= What this task involves =
From the piece on bad bosses below, print the passage from "If you don’t" up to and including "better for everyone.".

= Text section =
────────────────────────────────────────
In the movie 9 to 5 with Lily Tomlin, Dolly Parton, Jane Fonda, and the protagonist Dabney Coleman who portrayed a stereotypical bad boss. Selfish, narcissistic, lying, manipulative, conniving and building his reputation on the backs of his employees.
If you don’t remember it, the ladies came up with a resolution to his behavior in a workplace violence (WPV) way, albeit hilarious and comedic. They kidnapped, assaulted, held prisoner, and imitated Dabney Coleman to make the workplace better for everyone.
So, why should I bring up this particular movie? Besides the fact I’m lost in the past, it is to make a point about bad bosses, no matter what title they wear. Far too many of them, still, believe that they have impunity in supervising or treating their employees worse than they do anyone else or their favored ones, authoritarian style of management reminiscent of the 80s and back. A couple of examples from ladies I know:
A supervising nurse tells one of her favored ones that another nurse, a veteran of 40 years, needed some ‘reeducation’ because ‘just couldn’t get things right anymore’. When informed it was one of the favored ones who messed up… the incident was quickly forgotten.
When the veteran nurse was called into the Unit Manager’s office for a disciplinary issue, the supervising nurse went along. She knew that the veteran was not at fault, and had told her in front of several others earlier, that it wasn’t. However in the meeting when it came time to defend her subordinate… she said nothing, when it appeared she would be terminated.
The new supervisor caused the production of 2/3 of her employees to fall by assigning the one who came on shift early to grab most of the work. It therefore made it look like the first employee was over worked and the others not sluffing off. This caused significant stress to the latter in both work and personal lives…and financial when they were terminated for it.
Because she was a computer ‘nerd’, the old supervisor asked her to help the others with new programs, macros, and such issues. Later she found out the new supervisor wasn’t giving her time off her own work to do it, she kept her on production time. The person she was helping got down time (not counted against her work time), and she wasn’t. She was helping the rest of the crew she was going to keep working while sacrificing my friend’s production time, which was a disciplinary issue. She was eventually terminated.
────────────────────────────────────────
= Boundary labeling items =

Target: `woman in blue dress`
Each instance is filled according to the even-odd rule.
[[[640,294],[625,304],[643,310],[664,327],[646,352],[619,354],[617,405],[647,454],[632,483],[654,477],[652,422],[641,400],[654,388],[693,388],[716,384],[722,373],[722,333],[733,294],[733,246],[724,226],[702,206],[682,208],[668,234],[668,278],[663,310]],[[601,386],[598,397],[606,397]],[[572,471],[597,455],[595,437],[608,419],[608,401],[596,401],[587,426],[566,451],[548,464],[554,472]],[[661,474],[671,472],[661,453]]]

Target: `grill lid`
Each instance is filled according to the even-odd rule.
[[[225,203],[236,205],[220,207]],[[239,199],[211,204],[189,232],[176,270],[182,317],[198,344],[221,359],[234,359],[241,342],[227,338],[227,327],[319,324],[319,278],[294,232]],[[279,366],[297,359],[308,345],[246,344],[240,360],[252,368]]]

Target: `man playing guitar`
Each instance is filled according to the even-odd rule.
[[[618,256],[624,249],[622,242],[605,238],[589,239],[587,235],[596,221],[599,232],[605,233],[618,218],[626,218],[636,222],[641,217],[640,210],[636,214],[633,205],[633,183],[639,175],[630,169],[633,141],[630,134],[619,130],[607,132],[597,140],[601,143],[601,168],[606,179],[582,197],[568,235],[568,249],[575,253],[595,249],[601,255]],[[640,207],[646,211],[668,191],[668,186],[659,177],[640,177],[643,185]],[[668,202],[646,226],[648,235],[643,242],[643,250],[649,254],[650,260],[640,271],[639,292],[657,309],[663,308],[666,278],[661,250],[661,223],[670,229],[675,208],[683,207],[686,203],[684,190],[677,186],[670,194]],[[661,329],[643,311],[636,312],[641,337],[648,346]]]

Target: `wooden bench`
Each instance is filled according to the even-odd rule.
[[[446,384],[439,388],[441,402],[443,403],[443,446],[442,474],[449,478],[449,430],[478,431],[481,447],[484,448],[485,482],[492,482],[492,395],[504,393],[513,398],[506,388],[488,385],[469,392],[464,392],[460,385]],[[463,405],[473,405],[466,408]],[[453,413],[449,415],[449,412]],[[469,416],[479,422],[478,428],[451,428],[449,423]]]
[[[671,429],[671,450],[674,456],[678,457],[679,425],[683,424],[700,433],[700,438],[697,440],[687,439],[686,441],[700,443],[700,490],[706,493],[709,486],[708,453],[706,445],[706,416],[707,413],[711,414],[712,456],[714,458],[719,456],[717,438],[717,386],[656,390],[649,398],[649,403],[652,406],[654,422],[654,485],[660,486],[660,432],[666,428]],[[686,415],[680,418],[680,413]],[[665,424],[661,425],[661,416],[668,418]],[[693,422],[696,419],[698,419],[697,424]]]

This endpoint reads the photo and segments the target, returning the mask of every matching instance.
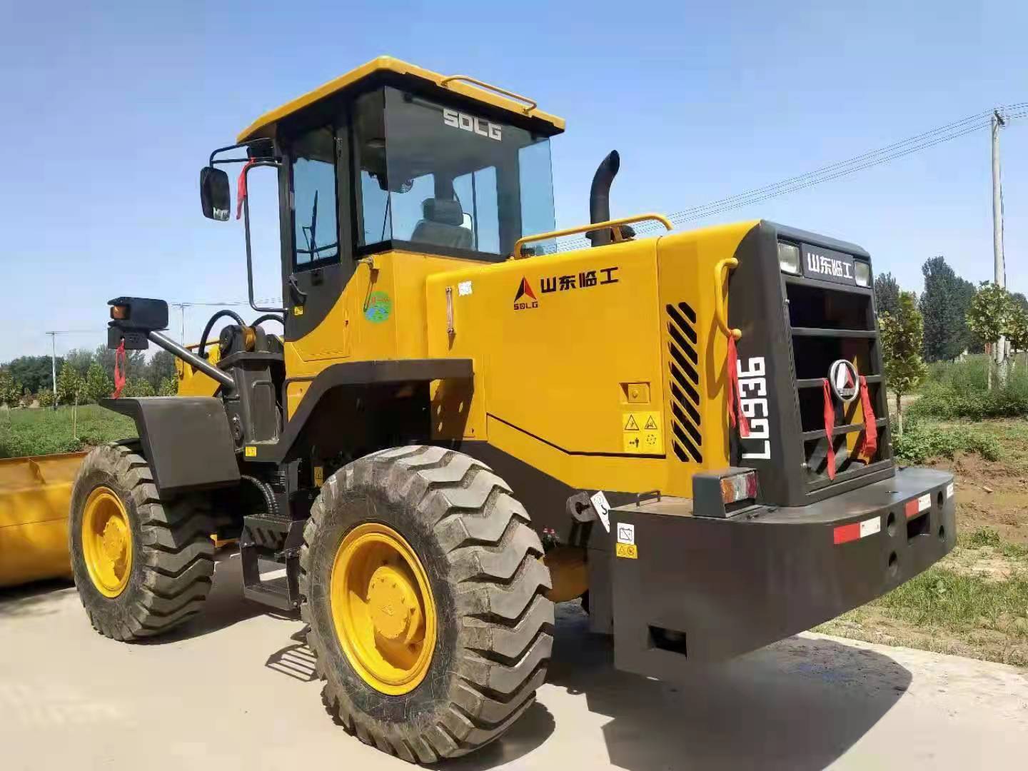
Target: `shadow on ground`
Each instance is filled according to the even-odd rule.
[[[75,587],[69,579],[37,581],[26,586],[0,589],[0,618],[48,616],[58,612],[58,604]]]
[[[296,616],[283,616],[278,611],[246,599],[243,596],[243,565],[238,552],[223,551],[218,554],[217,564],[214,568],[214,584],[211,587],[211,593],[207,595],[204,610],[187,624],[168,634],[144,639],[142,642],[159,646],[192,639],[220,631],[255,616],[270,616],[289,621],[295,621],[299,618],[298,614]]]
[[[610,718],[610,761],[657,769],[822,769],[903,696],[911,673],[887,656],[791,637],[661,683],[619,672],[613,647],[577,605],[558,610],[549,683]],[[545,698],[545,696],[544,696]]]

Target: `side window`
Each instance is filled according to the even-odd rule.
[[[293,145],[293,264],[314,267],[339,258],[336,222],[335,138],[330,126]]]
[[[411,241],[417,224],[425,219],[425,201],[435,195],[436,181],[431,174],[405,180],[399,190],[389,195],[393,237]]]
[[[497,168],[490,166],[453,180],[453,193],[464,210],[464,226],[471,230],[471,248],[500,253],[500,208]]]

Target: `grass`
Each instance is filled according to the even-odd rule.
[[[903,434],[893,432],[892,451],[900,463],[923,464],[933,457],[952,458],[958,452],[975,452],[986,461],[998,461],[1000,440],[978,428],[944,426],[920,419],[907,425]]]
[[[989,371],[992,371],[990,390]],[[911,417],[944,419],[1028,415],[1028,362],[1019,354],[1006,365],[1006,378],[999,375],[986,356],[970,356],[959,362],[935,362],[928,368],[919,396],[909,408]]]
[[[1028,547],[962,534],[924,573],[814,631],[1028,666]]]
[[[0,457],[74,452],[97,444],[136,436],[132,418],[96,404],[73,407],[0,411]],[[75,429],[73,434],[72,429]]]

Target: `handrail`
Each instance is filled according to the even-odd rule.
[[[527,107],[522,108],[524,114],[527,115],[529,112],[539,107],[539,103],[534,99],[528,99],[527,97],[522,97],[520,94],[515,94],[514,91],[509,91],[506,88],[501,88],[499,85],[492,85],[491,83],[486,83],[478,78],[473,78],[471,75],[450,75],[439,81],[439,85],[446,87],[446,84],[452,80],[464,80],[466,82],[477,85],[479,88],[484,88],[485,90],[495,91],[497,94],[502,94],[505,97],[510,97],[511,99],[516,99],[518,102],[524,102]]]
[[[607,222],[593,222],[588,225],[579,225],[578,227],[568,227],[563,230],[553,230],[548,233],[539,233],[539,235],[523,235],[514,242],[514,253],[511,255],[511,259],[519,260],[525,255],[521,254],[521,248],[533,241],[546,241],[548,238],[559,238],[564,235],[575,235],[576,233],[587,233],[592,230],[602,230],[605,227],[616,228],[620,225],[628,225],[632,222],[641,222],[644,220],[657,220],[660,224],[666,227],[668,230],[672,229],[674,225],[671,221],[667,219],[662,214],[636,214],[631,217],[622,217],[617,220],[607,220]],[[621,231],[619,229],[614,230],[614,240],[616,242],[621,241]]]
[[[713,318],[718,322],[718,326],[721,327],[721,331],[726,336],[736,340],[742,337],[742,330],[732,329],[728,326],[728,313],[722,306],[721,296],[725,291],[725,268],[731,270],[738,266],[738,264],[739,261],[735,257],[726,257],[723,260],[719,260],[718,264],[713,266]]]

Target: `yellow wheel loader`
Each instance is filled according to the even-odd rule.
[[[0,460],[0,587],[68,578],[68,502],[84,452]]]
[[[181,379],[107,401],[139,438],[75,482],[101,633],[198,613],[208,534],[238,538],[245,595],[306,621],[331,711],[435,763],[531,703],[554,602],[582,598],[619,668],[674,678],[953,548],[952,477],[892,458],[869,254],[766,221],[612,219],[616,153],[590,222],[556,230],[563,127],[381,58],[211,153],[203,212],[230,218],[235,164],[259,316],[219,311],[186,350],[166,302],[110,301],[110,346],[154,343]],[[278,307],[253,300],[258,175],[278,182]]]

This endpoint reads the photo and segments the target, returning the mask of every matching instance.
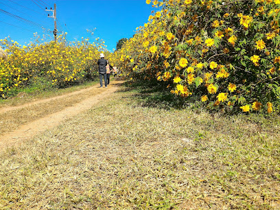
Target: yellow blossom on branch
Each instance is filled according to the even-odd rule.
[[[217,88],[215,86],[214,86],[213,84],[210,84],[208,86],[207,86],[207,90],[208,92],[211,94],[214,94],[217,92]]]
[[[255,63],[257,63],[259,60],[259,56],[256,56],[254,55],[252,57],[250,57],[250,60],[252,60],[252,62],[255,64]]]
[[[207,97],[207,95],[202,95],[202,97],[201,97],[201,101],[202,102],[205,102],[207,100],[208,100],[208,97]]]
[[[229,38],[228,41],[231,45],[234,45],[235,44],[235,41],[237,40],[237,38],[235,35],[233,35],[230,38]]]
[[[228,89],[231,92],[233,92],[234,91],[236,90],[236,85],[233,83],[229,82],[229,84],[228,86]]]
[[[187,62],[187,60],[186,59],[186,58],[181,58],[180,59],[180,61],[179,61],[179,65],[180,65],[180,67],[187,67],[187,65],[188,64],[188,62]]]
[[[262,50],[266,47],[266,43],[263,41],[262,39],[256,41],[256,47],[257,49]]]
[[[181,78],[178,76],[176,76],[173,79],[173,82],[174,82],[175,83],[179,83],[180,81]]]
[[[250,111],[250,105],[244,105],[242,106],[240,106],[240,108],[244,112],[249,112]]]
[[[207,47],[211,47],[214,44],[214,40],[213,38],[207,38],[205,40],[205,44]]]
[[[268,113],[271,113],[272,112],[273,112],[272,103],[268,102],[266,104],[266,106],[268,106]]]
[[[259,110],[261,108],[261,104],[258,102],[255,102],[253,103],[252,108],[253,110]]]
[[[149,51],[152,53],[152,54],[155,54],[157,51],[157,47],[156,46],[152,46],[151,47],[150,47]]]
[[[219,38],[222,38],[224,37],[224,32],[221,31],[218,31],[215,33],[215,36],[218,37]]]
[[[214,69],[217,68],[218,64],[215,61],[211,61],[209,65],[210,69]]]
[[[227,93],[220,93],[217,95],[217,99],[219,102],[224,102],[227,99]]]

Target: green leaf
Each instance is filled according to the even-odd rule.
[[[238,98],[238,104],[243,104],[244,102],[246,102],[246,99],[243,96],[240,96]]]

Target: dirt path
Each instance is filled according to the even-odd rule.
[[[29,121],[28,123],[21,125],[10,132],[2,133],[0,136],[0,148],[3,148],[19,145],[21,143],[24,143],[25,141],[39,135],[42,132],[58,126],[63,121],[91,108],[100,102],[100,100],[108,97],[110,95],[117,90],[118,86],[122,82],[124,82],[113,81],[107,89],[100,89],[98,88],[99,85],[97,84],[92,87],[78,91],[67,93],[48,99],[38,100],[31,103],[23,104],[21,106],[5,107],[1,109],[0,108],[0,114],[7,114],[9,113],[9,112],[12,112],[13,110],[24,110],[27,107],[31,108],[32,111],[32,107],[34,107],[34,109],[35,109],[36,106],[39,105],[42,106],[42,104],[46,103],[46,106],[43,106],[43,108],[49,110],[50,108],[51,109],[51,107],[49,107],[49,102],[51,102],[52,101],[54,102],[60,100],[59,102],[60,103],[63,103],[63,102],[67,101],[67,99],[70,97],[76,98],[78,95],[81,94],[84,95],[89,93],[91,93],[91,91],[96,93],[89,94],[89,97],[88,94],[86,95],[87,97],[86,98],[84,98],[84,97],[81,97],[81,100],[75,102],[75,103],[71,106],[68,106],[60,110],[56,110],[56,112],[47,115],[43,115],[42,117],[40,116],[36,116],[37,117],[34,118],[34,120]],[[15,112],[13,117],[19,117],[19,115],[16,115],[16,112]]]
────────────────────────────────────────
= The result =
If you don’t remember it, the ladies came up with a resolution to his behavior in a workplace violence (WPV) way, albeit hilarious and comedic. They kidnapped, assaulted, held prisoner, and imitated Dabney Coleman to make the workplace better for everyone.